**WHAT YOU ARE ASKED TO DO:** Please arrange every line of the listing below as a numbered list, leaving out any blank lines.

(Coordinate annotation records)
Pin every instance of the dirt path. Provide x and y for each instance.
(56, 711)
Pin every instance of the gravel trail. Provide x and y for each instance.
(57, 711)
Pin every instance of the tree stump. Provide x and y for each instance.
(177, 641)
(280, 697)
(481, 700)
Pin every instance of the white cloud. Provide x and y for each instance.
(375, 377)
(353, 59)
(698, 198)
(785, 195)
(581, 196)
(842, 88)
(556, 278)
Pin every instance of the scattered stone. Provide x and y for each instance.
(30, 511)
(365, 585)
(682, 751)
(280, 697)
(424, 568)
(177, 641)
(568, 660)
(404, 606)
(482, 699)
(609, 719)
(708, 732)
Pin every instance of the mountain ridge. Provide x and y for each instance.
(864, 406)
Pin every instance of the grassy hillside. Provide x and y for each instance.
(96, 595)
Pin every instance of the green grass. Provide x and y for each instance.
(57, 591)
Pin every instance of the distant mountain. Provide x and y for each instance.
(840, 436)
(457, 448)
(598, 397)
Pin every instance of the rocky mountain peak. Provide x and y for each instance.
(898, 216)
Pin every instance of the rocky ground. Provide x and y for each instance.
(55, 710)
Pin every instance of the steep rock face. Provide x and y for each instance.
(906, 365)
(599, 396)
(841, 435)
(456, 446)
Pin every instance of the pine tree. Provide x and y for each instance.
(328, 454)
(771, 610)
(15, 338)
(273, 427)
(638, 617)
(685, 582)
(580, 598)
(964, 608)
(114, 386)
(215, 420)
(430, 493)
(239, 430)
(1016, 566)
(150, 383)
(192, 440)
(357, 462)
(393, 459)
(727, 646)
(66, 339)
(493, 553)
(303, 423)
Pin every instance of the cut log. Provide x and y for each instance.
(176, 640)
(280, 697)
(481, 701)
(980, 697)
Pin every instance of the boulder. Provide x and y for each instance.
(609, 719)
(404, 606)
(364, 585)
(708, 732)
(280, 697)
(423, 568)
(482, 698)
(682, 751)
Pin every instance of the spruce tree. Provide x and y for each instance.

**CORRECT OUTPUT:**
1. Pin every instance of the dirt path. Provide x and y for each instance.
2. (56, 711)
3. Pin every instance of the gravel trail. Provide x and y for each instance.
4. (57, 711)
5. Pin every instance of the tree stump. Provide x and y for each instance.
6. (177, 641)
7. (280, 697)
8. (481, 700)
9. Pin every instance of the white cloud. Provide x and y for each instance.
10. (375, 377)
11. (353, 59)
12. (698, 198)
13. (785, 195)
14. (581, 196)
15. (842, 88)
16. (556, 278)
17. Pin every instance of the scattered stone. Provide x and y for each instance.
18. (30, 511)
19. (365, 585)
20. (682, 751)
21. (280, 697)
22. (424, 568)
23. (177, 641)
24. (568, 660)
25. (404, 606)
26. (482, 699)
27. (609, 719)
28. (708, 732)
29. Pin every instance of the mountain ridge. Provide x and y for each instance.
30. (864, 406)
31. Pin every instance of the grassy hillside. Provide x and y for each instance.
32. (96, 595)
33. Pin every instance of the green grass. Provide x and y for each instance.
34. (57, 591)
35. Pin every instance of the distant mountain. Provide x and y for each instance.
36. (840, 436)
37. (457, 448)
38. (598, 397)
39. Pin every instance of the rocky mountain peak. Provide x and y for each instance.
40. (898, 216)
41. Pin every instance of the rocky ground. Provide x and y for each instance.
42. (55, 710)
43. Pin every instance of the steep rock face. Provide x and y for each instance.
44. (906, 365)
45. (599, 396)
46. (841, 435)
47. (456, 446)
48. Pin every instance of the pine tree. Provide x and y for each instance.
49. (328, 454)
50. (771, 610)
51. (15, 338)
52. (273, 427)
53. (638, 617)
54. (685, 582)
55. (580, 598)
56. (964, 608)
57. (114, 386)
58. (215, 420)
59. (430, 493)
60. (239, 430)
61. (1016, 566)
62. (150, 383)
63. (192, 440)
64. (357, 462)
65. (393, 459)
66. (727, 646)
67. (66, 339)
68. (493, 553)
69. (303, 423)
70. Pin every instance of the cut log. Provide x and y for each instance.
71. (176, 640)
72. (280, 697)
73. (481, 701)
74. (980, 697)
75. Pin every instance of the boulder. Provide x and y for each instance.
76. (609, 719)
77. (404, 606)
78. (364, 585)
79. (708, 732)
80. (280, 697)
81. (423, 568)
82. (482, 698)
83. (682, 751)
84. Pin every instance of the spruce tree. Provide x and y for each instance.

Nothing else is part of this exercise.